- [Aim of the task]:
Print, exactly as they stand, the lines below from the one that has "Target: fluffy beige grass plume" to the one that has "[(577, 295), (320, 177)]", inclusive, leaving out the pictures.

Referring expression pointing data:

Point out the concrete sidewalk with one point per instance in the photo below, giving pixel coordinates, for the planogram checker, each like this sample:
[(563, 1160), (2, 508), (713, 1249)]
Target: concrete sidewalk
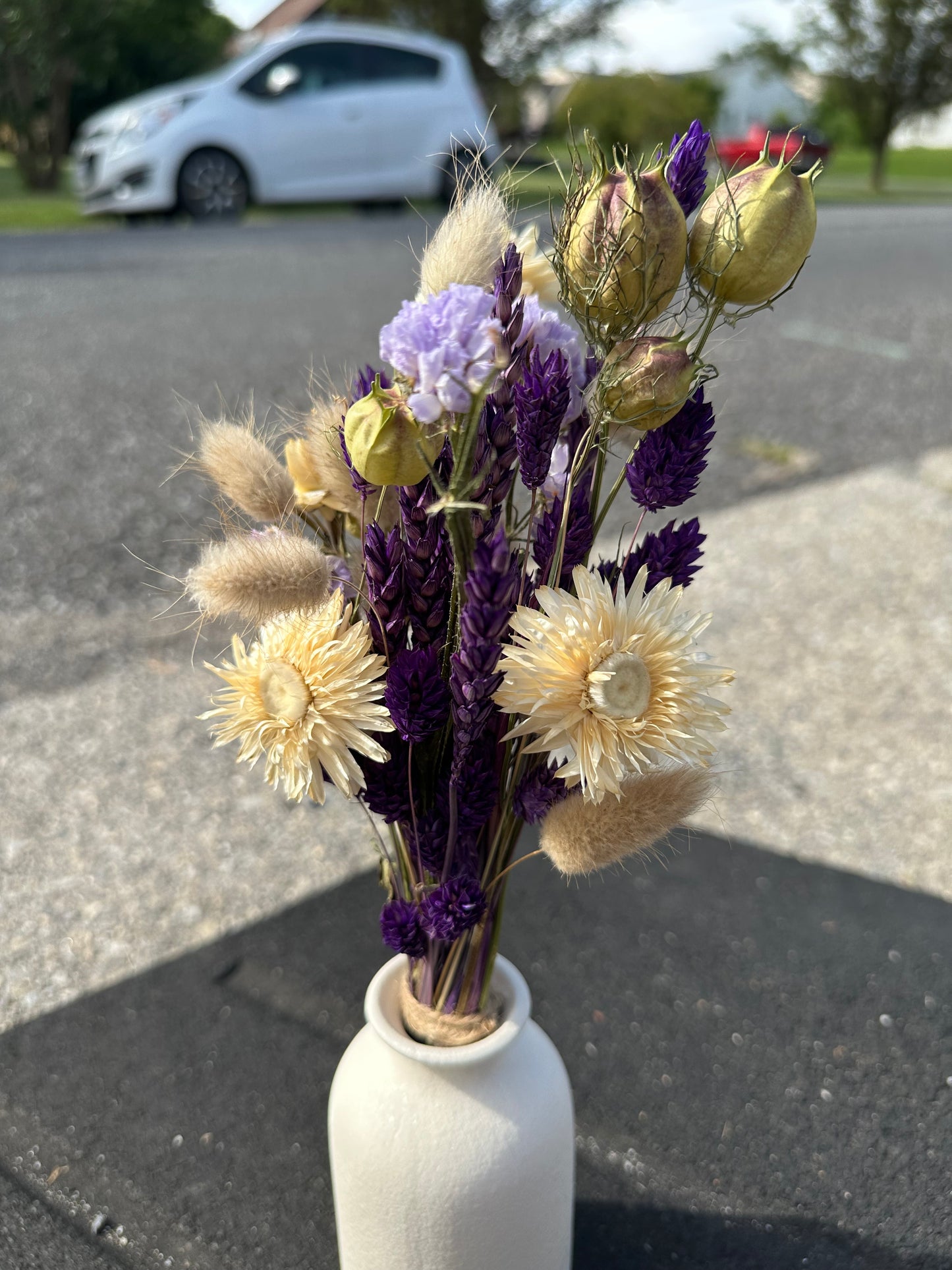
[(127, 841)]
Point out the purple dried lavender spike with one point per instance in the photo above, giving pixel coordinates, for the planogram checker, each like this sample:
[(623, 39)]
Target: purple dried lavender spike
[(415, 695), (491, 590), (579, 535), (428, 559), (541, 401), (687, 169), (668, 554), (668, 464), (537, 793), (453, 908), (400, 927), (386, 589)]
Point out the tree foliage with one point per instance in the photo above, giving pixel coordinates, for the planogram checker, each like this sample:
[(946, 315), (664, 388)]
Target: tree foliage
[(63, 59), (882, 63), (638, 111)]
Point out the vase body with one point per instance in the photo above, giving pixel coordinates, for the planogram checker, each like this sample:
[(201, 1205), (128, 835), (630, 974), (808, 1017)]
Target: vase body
[(452, 1159)]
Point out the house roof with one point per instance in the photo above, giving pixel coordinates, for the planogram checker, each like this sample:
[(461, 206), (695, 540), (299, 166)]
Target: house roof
[(289, 13)]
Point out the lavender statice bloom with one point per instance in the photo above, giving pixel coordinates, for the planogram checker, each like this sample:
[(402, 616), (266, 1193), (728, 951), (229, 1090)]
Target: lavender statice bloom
[(491, 590), (687, 169), (428, 560), (538, 792), (545, 330), (579, 535), (400, 927), (386, 589), (446, 346), (495, 436), (541, 401), (386, 786), (453, 908), (668, 464), (415, 695), (668, 554)]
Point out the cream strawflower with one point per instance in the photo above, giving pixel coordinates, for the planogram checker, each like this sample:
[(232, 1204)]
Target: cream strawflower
[(304, 695), (611, 686)]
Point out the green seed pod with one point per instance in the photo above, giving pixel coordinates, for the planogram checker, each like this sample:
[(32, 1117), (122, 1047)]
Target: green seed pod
[(623, 246), (753, 233), (385, 442), (645, 382)]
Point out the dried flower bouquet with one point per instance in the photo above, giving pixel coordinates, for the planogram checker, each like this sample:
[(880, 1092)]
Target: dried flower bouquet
[(434, 639)]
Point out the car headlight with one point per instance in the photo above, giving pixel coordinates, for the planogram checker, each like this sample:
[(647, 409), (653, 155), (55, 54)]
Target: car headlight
[(140, 126)]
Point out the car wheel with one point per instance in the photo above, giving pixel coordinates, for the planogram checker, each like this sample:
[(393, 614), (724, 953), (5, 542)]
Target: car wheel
[(212, 186), (461, 172)]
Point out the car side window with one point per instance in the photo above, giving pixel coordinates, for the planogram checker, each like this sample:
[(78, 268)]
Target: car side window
[(338, 64)]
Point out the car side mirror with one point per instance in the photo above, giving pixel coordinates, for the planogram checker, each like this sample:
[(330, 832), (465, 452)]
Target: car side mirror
[(282, 78)]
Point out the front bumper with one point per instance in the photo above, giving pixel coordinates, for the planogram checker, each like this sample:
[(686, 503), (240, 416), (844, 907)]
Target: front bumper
[(130, 181)]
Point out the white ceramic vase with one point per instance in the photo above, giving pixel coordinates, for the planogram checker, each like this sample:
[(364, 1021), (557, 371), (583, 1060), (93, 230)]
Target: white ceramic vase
[(452, 1159)]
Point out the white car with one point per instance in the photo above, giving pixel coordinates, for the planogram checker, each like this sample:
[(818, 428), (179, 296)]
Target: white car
[(328, 111)]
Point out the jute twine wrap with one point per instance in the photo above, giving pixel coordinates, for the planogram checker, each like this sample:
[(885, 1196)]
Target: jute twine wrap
[(433, 1027)]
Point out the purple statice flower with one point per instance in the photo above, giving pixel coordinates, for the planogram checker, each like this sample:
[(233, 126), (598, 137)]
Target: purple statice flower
[(495, 432), (362, 487), (579, 536), (687, 168), (668, 554), (428, 560), (446, 345), (490, 590), (386, 785), (668, 464), (415, 695), (544, 330), (453, 908), (537, 793), (386, 589), (400, 927), (541, 401)]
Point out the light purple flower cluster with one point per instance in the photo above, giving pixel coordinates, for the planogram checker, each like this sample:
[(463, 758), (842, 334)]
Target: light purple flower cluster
[(545, 330), (667, 467), (495, 436), (446, 346), (491, 590)]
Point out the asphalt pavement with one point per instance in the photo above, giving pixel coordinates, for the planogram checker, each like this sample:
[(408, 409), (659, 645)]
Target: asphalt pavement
[(126, 842)]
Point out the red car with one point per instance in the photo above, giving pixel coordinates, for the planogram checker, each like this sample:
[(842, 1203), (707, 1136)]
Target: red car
[(741, 153)]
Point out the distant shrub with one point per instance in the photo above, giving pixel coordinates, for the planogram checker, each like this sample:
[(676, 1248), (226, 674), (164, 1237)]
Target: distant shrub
[(639, 111)]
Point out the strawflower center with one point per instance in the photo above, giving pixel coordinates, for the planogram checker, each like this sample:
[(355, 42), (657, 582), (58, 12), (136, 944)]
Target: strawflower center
[(283, 691), (621, 686)]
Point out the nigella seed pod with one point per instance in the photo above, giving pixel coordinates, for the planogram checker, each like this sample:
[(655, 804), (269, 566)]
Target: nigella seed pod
[(645, 382), (754, 233), (623, 246), (386, 445)]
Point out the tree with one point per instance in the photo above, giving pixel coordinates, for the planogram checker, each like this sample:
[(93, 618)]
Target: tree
[(882, 60), (53, 51), (503, 37)]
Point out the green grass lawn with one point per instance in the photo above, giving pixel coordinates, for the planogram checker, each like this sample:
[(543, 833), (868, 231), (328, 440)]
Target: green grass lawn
[(912, 177)]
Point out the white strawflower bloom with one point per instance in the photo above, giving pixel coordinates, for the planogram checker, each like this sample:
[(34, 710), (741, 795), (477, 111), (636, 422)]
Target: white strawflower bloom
[(304, 695), (611, 686)]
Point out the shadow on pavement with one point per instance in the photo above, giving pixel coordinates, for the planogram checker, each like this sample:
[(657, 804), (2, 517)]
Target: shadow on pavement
[(760, 1052)]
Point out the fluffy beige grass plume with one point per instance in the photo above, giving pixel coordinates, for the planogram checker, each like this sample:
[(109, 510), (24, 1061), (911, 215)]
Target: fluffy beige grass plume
[(246, 471), (579, 836), (258, 575)]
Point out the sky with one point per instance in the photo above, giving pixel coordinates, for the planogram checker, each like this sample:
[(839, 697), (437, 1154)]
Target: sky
[(648, 34)]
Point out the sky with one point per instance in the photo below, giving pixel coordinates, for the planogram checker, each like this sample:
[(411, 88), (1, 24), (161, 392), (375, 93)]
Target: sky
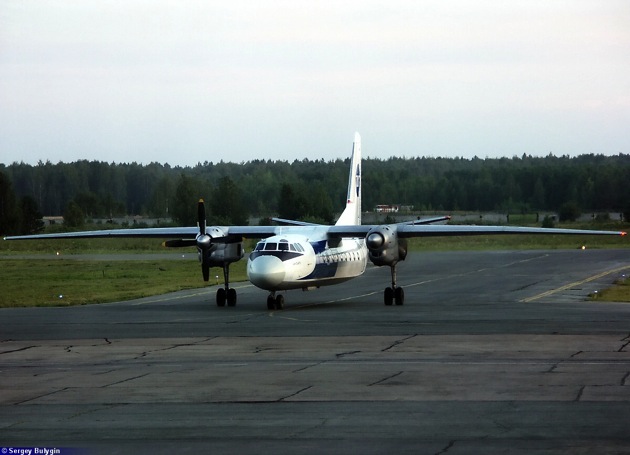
[(185, 82)]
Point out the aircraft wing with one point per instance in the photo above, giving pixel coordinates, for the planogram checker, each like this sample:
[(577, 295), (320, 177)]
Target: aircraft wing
[(424, 230), (158, 233), (408, 230)]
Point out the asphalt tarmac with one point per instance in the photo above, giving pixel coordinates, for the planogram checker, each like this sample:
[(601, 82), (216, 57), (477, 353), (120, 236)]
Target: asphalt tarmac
[(493, 352)]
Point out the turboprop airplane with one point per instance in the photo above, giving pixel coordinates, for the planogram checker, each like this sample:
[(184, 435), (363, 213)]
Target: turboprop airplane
[(300, 255)]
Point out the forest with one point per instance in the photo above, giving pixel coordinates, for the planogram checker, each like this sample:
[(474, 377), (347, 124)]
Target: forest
[(307, 189)]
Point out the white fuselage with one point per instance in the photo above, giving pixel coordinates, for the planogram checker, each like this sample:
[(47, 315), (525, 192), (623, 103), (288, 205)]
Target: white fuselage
[(298, 261)]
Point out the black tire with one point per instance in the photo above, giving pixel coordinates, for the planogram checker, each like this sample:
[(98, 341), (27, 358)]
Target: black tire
[(221, 297), (231, 297), (399, 296), (389, 296)]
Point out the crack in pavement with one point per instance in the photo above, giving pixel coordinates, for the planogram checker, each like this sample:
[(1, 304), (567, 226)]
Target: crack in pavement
[(296, 393), (386, 378), (397, 342)]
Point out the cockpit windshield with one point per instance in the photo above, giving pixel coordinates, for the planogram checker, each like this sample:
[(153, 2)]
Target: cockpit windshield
[(282, 249)]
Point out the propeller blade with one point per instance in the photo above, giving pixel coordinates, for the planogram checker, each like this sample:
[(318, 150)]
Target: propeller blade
[(205, 270), (179, 243), (201, 216)]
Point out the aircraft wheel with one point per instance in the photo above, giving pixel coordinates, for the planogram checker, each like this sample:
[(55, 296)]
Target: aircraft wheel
[(231, 297), (399, 296), (221, 297), (389, 296)]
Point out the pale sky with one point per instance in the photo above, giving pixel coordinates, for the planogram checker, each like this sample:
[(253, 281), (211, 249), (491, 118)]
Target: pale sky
[(192, 81)]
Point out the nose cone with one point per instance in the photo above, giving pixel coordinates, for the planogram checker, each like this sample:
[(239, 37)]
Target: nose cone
[(266, 272)]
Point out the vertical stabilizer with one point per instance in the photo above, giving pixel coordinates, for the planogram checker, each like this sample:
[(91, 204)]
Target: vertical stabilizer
[(351, 216)]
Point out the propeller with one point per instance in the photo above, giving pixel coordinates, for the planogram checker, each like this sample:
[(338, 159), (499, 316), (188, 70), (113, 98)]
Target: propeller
[(203, 241)]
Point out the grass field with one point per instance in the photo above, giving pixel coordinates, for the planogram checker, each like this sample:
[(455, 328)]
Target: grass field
[(60, 281), (63, 282)]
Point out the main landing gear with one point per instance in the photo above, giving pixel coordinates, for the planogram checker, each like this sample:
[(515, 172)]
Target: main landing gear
[(275, 302), (226, 294), (394, 294)]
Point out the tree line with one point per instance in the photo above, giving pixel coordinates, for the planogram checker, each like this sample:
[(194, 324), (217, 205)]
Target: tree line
[(307, 189)]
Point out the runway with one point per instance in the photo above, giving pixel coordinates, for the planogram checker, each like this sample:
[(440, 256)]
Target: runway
[(492, 352)]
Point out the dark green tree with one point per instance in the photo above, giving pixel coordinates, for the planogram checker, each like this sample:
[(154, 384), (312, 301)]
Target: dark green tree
[(73, 216), (569, 211), (9, 209), (227, 204), (292, 204), (31, 219)]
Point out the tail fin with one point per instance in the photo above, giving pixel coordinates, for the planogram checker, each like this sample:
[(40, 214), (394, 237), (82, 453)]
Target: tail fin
[(351, 216)]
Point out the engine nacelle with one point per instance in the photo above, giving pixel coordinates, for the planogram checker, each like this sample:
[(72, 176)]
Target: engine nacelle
[(226, 251), (384, 246)]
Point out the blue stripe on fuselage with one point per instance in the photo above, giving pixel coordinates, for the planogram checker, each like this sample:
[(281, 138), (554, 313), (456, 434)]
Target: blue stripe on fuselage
[(323, 270), (319, 247)]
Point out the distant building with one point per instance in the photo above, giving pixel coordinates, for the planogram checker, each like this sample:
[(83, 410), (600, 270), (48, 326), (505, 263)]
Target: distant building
[(50, 220), (387, 209)]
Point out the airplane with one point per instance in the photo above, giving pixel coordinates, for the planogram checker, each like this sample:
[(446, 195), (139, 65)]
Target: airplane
[(301, 255)]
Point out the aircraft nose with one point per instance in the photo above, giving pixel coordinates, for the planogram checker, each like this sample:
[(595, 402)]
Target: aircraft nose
[(266, 272)]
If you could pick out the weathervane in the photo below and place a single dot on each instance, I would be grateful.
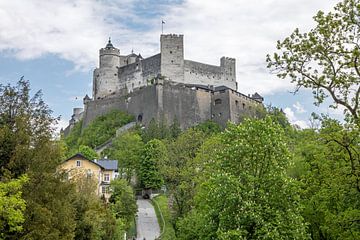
(162, 26)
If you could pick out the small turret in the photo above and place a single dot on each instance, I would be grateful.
(109, 56)
(106, 80)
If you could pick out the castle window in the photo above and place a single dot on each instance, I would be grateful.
(104, 189)
(140, 118)
(106, 177)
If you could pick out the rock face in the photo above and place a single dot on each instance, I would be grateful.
(166, 85)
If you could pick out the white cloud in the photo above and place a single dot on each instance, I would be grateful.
(246, 30)
(293, 119)
(299, 108)
(75, 30)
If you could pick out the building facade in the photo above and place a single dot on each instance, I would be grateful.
(101, 172)
(165, 85)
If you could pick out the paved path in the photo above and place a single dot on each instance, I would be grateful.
(146, 222)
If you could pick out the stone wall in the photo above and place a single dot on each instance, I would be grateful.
(135, 75)
(206, 74)
(172, 57)
(190, 105)
(142, 104)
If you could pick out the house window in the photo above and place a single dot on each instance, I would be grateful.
(217, 101)
(107, 177)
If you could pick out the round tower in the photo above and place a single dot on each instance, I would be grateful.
(109, 56)
(106, 80)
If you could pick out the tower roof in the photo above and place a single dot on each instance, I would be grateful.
(109, 44)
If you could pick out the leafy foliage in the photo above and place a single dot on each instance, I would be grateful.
(154, 154)
(261, 201)
(127, 149)
(329, 171)
(326, 59)
(122, 201)
(104, 127)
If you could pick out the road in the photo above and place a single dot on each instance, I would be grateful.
(146, 221)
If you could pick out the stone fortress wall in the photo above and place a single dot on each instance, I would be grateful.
(117, 72)
(165, 85)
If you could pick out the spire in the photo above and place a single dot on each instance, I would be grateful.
(109, 45)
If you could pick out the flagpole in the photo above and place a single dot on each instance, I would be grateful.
(162, 26)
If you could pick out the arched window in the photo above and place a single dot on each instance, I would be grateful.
(217, 101)
(140, 118)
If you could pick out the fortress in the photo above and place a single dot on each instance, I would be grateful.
(165, 85)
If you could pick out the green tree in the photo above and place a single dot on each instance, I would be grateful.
(179, 170)
(12, 207)
(326, 59)
(122, 201)
(26, 147)
(153, 155)
(127, 149)
(88, 152)
(248, 194)
(94, 220)
(330, 173)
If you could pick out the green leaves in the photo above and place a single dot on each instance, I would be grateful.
(153, 155)
(12, 206)
(247, 194)
(325, 59)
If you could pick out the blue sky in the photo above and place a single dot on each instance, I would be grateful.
(55, 44)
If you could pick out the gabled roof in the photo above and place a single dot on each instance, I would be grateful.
(82, 157)
(108, 164)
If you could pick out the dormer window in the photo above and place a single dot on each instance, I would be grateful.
(106, 177)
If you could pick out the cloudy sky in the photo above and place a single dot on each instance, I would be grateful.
(55, 44)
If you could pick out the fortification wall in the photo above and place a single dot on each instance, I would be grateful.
(189, 106)
(241, 105)
(142, 104)
(220, 107)
(206, 74)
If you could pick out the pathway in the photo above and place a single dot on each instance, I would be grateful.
(146, 221)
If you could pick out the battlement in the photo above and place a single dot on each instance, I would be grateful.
(109, 51)
(171, 36)
(226, 61)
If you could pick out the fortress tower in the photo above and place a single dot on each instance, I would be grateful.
(105, 80)
(191, 91)
(228, 70)
(172, 57)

- [Exercise output]:
Target: fluffy beige grass plume
[(246, 471), (579, 836), (258, 575)]
Point out the sky with one point per instance in the photo above, giving pixel coordinates, for the planogram checker, each like this sample:
[(839, 697), (437, 1154)]
Target: sky
[(648, 34)]
Point out the sky with one point per instance in the photo below, giving pixel coordinates, for the planogram checker, each like this sample:
[(411, 88), (1, 24), (161, 392), (375, 93)]
Target: sky
[(185, 82)]
Point out the aircraft wing with one point per instance in the photo above, giving pixel coordinates, for the planogram checker, each like this sample:
[(577, 295), (320, 177)]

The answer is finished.